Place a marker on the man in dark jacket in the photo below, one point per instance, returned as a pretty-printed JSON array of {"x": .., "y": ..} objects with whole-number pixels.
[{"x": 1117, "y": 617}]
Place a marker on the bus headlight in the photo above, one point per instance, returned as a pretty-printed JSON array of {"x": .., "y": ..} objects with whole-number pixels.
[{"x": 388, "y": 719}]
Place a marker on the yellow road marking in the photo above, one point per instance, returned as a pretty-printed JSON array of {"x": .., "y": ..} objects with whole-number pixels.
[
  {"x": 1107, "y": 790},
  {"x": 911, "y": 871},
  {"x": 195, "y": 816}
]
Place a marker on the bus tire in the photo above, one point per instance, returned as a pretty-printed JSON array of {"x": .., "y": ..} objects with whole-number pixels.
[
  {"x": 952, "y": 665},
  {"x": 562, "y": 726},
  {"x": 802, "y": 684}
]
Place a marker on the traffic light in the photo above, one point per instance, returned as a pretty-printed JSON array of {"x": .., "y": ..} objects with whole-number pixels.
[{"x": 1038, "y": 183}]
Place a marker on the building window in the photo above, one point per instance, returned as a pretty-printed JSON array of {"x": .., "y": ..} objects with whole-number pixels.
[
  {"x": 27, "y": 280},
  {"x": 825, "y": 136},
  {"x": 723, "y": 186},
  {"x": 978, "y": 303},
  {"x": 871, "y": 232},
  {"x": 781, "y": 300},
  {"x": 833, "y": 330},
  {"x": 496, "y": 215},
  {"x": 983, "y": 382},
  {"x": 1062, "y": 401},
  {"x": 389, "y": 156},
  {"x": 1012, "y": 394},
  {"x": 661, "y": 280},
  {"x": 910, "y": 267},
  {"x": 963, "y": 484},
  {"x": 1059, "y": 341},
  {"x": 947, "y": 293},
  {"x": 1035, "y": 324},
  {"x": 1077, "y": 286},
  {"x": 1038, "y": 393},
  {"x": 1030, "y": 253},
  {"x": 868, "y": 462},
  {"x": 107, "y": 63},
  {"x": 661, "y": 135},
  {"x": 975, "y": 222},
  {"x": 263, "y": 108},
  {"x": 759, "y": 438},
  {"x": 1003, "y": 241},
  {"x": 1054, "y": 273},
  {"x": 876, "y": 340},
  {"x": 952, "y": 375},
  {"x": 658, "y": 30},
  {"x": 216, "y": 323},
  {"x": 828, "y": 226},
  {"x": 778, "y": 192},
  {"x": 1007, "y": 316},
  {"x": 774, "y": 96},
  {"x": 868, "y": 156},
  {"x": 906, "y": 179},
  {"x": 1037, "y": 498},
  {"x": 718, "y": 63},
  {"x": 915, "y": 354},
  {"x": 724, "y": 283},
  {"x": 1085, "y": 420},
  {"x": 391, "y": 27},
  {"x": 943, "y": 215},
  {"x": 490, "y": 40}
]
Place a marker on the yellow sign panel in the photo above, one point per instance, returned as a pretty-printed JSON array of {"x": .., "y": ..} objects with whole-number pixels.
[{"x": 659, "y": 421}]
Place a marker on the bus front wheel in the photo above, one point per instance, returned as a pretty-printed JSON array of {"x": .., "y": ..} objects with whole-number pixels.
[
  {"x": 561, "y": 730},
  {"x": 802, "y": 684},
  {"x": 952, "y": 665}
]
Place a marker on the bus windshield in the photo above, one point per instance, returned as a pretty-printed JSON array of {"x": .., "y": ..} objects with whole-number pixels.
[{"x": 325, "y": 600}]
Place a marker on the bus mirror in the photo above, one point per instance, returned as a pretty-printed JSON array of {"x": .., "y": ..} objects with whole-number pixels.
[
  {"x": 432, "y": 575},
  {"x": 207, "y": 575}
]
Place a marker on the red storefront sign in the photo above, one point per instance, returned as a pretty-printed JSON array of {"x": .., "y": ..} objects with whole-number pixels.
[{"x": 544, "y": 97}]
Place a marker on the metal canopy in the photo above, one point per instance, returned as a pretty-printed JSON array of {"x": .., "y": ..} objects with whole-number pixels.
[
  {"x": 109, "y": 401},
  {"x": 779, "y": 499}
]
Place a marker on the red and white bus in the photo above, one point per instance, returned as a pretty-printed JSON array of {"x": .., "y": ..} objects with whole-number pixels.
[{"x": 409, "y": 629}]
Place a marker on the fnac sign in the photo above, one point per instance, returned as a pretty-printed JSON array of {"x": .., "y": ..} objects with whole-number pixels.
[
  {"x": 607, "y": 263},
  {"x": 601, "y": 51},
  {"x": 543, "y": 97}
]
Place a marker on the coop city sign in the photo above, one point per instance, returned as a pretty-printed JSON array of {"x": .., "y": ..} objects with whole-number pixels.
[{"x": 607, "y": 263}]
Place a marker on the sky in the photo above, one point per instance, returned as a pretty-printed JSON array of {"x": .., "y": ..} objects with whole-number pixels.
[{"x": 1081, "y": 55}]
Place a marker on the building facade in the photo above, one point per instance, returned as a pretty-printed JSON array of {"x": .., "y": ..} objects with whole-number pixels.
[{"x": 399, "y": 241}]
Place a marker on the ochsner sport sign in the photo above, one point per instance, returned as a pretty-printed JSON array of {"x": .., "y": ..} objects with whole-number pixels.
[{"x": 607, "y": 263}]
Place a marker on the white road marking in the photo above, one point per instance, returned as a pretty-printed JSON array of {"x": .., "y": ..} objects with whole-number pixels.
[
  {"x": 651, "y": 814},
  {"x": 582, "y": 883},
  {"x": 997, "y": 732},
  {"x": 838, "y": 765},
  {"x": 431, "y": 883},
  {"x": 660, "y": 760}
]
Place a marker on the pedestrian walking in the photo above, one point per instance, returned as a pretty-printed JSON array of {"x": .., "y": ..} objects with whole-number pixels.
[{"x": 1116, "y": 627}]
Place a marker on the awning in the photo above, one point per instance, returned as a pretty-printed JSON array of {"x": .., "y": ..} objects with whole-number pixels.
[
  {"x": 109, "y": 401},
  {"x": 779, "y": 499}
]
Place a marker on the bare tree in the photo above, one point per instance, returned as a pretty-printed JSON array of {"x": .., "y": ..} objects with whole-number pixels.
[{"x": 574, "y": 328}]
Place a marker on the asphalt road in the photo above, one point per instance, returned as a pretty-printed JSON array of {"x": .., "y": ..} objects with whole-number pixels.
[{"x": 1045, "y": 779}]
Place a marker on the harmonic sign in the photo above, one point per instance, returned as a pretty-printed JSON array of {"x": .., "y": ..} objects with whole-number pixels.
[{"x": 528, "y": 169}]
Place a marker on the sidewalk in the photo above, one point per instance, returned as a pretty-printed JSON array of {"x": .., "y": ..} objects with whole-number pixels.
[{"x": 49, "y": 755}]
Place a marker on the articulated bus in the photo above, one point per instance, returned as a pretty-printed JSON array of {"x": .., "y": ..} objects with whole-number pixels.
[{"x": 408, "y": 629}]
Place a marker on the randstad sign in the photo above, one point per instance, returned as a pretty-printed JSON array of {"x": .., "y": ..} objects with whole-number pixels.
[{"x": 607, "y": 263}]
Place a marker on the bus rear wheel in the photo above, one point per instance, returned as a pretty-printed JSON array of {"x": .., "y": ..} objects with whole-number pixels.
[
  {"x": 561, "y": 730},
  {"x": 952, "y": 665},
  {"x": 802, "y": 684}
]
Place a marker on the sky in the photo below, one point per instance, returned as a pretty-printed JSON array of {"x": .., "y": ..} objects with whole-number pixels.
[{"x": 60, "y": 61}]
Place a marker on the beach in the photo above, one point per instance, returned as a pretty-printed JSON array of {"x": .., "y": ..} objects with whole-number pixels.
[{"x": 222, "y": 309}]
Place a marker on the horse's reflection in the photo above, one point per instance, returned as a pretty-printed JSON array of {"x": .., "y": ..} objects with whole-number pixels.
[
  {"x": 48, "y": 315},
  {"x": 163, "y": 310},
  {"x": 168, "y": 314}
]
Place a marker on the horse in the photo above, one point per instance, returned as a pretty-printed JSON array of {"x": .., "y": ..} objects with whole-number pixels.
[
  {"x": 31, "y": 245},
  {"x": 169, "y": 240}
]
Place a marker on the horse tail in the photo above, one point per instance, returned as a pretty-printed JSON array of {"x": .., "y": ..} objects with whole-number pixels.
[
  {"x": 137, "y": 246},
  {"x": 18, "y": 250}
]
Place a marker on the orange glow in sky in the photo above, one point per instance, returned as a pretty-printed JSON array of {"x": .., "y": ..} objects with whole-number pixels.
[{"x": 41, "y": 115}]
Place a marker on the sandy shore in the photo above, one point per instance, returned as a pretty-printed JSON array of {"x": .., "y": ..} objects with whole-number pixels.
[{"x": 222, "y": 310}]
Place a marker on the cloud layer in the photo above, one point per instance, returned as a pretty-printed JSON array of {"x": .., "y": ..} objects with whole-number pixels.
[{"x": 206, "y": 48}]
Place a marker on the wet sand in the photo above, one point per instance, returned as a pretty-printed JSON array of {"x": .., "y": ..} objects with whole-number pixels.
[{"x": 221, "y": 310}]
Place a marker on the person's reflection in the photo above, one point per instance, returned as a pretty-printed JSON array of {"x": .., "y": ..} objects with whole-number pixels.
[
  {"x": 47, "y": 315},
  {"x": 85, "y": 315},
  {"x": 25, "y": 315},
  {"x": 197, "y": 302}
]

▶ [Directions for this task] Retype the items from the line with "Place a marker on the cloud" through the last line of the items, keeping every character the same.

▶ [Answer for the task]
Place a marker on the cloud layer in the photo above, one point per instance, returned as a pretty-printed JSON array of {"x": .., "y": ..} objects with whole-number pixels.
[{"x": 206, "y": 48}]
Place a marker on the wet sand in the photo above, one point per instance, returned as a pretty-printed JSON array of {"x": .., "y": ..} objects with whole-number pixels.
[{"x": 221, "y": 310}]
Place a marker on the person's reflection in the photo above, one point per instance, returned as a pretty-printed JSON array of {"x": .., "y": ..} objects with whole-number pixels.
[
  {"x": 47, "y": 315},
  {"x": 85, "y": 315},
  {"x": 25, "y": 315},
  {"x": 197, "y": 302}
]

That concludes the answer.